— begin Extracted information —

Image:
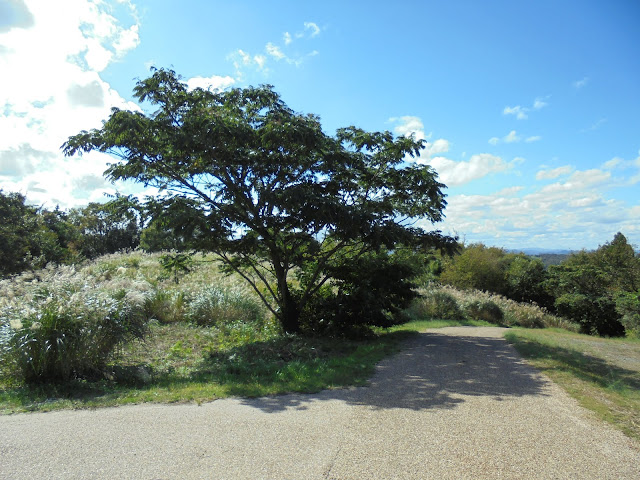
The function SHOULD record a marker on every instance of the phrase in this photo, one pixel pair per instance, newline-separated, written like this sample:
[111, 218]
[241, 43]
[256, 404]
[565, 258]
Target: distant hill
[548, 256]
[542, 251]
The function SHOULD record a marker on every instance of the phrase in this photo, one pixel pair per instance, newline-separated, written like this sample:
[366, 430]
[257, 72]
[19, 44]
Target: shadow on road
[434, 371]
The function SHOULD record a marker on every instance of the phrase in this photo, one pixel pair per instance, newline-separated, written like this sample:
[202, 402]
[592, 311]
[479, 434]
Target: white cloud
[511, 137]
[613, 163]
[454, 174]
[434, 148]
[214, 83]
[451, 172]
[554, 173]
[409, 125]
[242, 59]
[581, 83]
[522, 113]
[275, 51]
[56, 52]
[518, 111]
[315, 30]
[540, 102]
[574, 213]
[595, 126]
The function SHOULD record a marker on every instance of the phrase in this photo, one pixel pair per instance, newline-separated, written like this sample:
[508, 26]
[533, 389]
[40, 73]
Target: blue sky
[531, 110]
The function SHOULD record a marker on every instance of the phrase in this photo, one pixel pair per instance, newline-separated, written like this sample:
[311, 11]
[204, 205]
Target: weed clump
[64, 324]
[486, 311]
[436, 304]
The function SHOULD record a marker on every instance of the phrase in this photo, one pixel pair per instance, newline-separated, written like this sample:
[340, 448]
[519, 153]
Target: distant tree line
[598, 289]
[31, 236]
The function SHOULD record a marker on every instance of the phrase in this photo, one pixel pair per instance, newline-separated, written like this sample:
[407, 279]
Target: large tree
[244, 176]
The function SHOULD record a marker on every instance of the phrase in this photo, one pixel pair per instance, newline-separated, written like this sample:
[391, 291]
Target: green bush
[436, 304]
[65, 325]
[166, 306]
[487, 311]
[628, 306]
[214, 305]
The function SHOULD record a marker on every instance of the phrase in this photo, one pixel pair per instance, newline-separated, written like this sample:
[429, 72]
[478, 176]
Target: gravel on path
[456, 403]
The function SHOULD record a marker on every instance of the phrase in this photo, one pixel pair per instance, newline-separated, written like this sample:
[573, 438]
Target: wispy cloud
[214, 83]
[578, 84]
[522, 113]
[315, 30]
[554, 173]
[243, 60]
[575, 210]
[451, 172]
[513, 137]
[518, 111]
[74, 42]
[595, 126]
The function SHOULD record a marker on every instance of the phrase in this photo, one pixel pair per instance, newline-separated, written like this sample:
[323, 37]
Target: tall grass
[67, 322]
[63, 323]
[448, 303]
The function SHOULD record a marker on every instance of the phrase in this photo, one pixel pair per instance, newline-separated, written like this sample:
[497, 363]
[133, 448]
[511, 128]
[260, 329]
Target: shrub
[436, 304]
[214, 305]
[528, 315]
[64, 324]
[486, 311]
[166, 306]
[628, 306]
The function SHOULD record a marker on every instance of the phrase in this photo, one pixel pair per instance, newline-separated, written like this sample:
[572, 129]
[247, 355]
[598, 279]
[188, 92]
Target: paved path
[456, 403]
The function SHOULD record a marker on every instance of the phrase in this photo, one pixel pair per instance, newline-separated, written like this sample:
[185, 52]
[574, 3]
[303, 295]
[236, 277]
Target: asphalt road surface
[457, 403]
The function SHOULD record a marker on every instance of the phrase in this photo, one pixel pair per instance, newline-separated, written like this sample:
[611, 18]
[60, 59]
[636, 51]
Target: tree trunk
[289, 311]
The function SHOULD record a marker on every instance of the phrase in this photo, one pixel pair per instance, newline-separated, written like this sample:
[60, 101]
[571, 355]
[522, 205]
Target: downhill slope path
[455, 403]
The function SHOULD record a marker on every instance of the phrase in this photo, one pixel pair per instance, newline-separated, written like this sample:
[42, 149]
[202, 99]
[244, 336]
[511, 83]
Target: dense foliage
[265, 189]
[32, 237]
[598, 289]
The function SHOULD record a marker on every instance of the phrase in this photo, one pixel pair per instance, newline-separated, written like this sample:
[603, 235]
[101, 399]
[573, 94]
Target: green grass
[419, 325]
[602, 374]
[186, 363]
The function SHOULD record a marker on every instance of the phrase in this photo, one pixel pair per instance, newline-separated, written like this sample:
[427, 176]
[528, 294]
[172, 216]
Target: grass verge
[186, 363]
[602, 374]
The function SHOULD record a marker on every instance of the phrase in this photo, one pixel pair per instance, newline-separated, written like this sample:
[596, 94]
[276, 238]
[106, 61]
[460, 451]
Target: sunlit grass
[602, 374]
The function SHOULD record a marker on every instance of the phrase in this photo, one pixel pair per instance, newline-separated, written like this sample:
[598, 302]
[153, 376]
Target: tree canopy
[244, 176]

— end Extracted information —

Please report each line of the items above that contains the word "road". Case counts.

Solution to this problem –
Target: shadow on road
Target: asphalt road surface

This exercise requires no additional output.